Rewrite the records from the line containing "road in the photo above." through the last line of the records, changing each "innermost" to "central" and leaving everything else unchanged.

· · · · · · ·

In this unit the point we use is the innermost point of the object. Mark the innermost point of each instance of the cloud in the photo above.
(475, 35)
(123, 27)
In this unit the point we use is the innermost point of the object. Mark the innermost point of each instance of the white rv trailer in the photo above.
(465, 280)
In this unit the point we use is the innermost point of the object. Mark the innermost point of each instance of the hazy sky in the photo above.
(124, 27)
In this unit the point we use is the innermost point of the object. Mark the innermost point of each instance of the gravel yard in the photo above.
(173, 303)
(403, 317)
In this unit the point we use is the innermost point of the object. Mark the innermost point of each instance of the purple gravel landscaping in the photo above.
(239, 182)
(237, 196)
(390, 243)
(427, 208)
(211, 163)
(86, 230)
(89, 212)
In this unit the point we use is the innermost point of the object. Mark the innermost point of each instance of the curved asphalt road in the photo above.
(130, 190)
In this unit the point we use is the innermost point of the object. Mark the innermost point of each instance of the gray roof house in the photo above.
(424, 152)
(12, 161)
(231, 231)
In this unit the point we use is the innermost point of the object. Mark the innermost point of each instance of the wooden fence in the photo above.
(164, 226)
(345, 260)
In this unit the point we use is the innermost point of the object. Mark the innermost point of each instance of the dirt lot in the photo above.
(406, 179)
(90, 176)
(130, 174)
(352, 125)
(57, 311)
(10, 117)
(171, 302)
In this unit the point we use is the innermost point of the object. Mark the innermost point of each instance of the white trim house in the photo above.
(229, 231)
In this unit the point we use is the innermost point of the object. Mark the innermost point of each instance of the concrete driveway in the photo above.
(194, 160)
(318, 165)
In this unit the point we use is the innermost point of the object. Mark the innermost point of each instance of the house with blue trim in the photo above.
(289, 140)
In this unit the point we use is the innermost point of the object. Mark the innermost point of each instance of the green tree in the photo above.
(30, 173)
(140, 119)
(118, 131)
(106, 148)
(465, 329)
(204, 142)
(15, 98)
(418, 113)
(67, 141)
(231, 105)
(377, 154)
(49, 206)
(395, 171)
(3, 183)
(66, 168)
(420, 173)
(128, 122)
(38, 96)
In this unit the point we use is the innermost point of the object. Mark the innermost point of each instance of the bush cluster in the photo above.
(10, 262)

· · · · · · ·

■ **ANSWER TO THIS EXERCISE**:
In this unit the point we use is the central point of the object. Mark the central point of each instance of the curved asphalt road in the photo above.
(130, 190)
In this unit the point we use is the central point of the object. Mark the central point of each instance of the gray roof house in the photo above.
(424, 152)
(12, 161)
(231, 231)
In this unit the point we use is the central point of the object. Mark the central point of each instance of the wooden fence in the photo above.
(164, 226)
(345, 260)
In this unit the point we use is the central point of the object. Mark the central point of each instance of the dirt lot in the photo above.
(406, 179)
(90, 176)
(130, 174)
(352, 125)
(57, 311)
(10, 117)
(171, 302)
In this unit the point we use is the central point of the object. Mark the central point of each instance of the white trim house in the photo above.
(229, 231)
In this unit the point we use is the central point of the object. Mark the central point of each instance of the concrete driveway in the photo above.
(194, 160)
(318, 165)
In this unit the point we use is the central point of the object. Mark the central point of each instance of the house with blue trim in the photo above.
(289, 140)
In this unit the point we use is the central point of the object. Mark the central point of each instance of the green tree in the photo above.
(30, 173)
(140, 119)
(118, 131)
(106, 148)
(465, 329)
(204, 142)
(15, 98)
(418, 113)
(67, 141)
(231, 105)
(377, 154)
(49, 206)
(395, 171)
(3, 183)
(66, 168)
(420, 173)
(128, 122)
(38, 96)
In this unit the point we use is the central point of the object. Mark the central point of each instance of the bush cluster in the photo above.
(10, 262)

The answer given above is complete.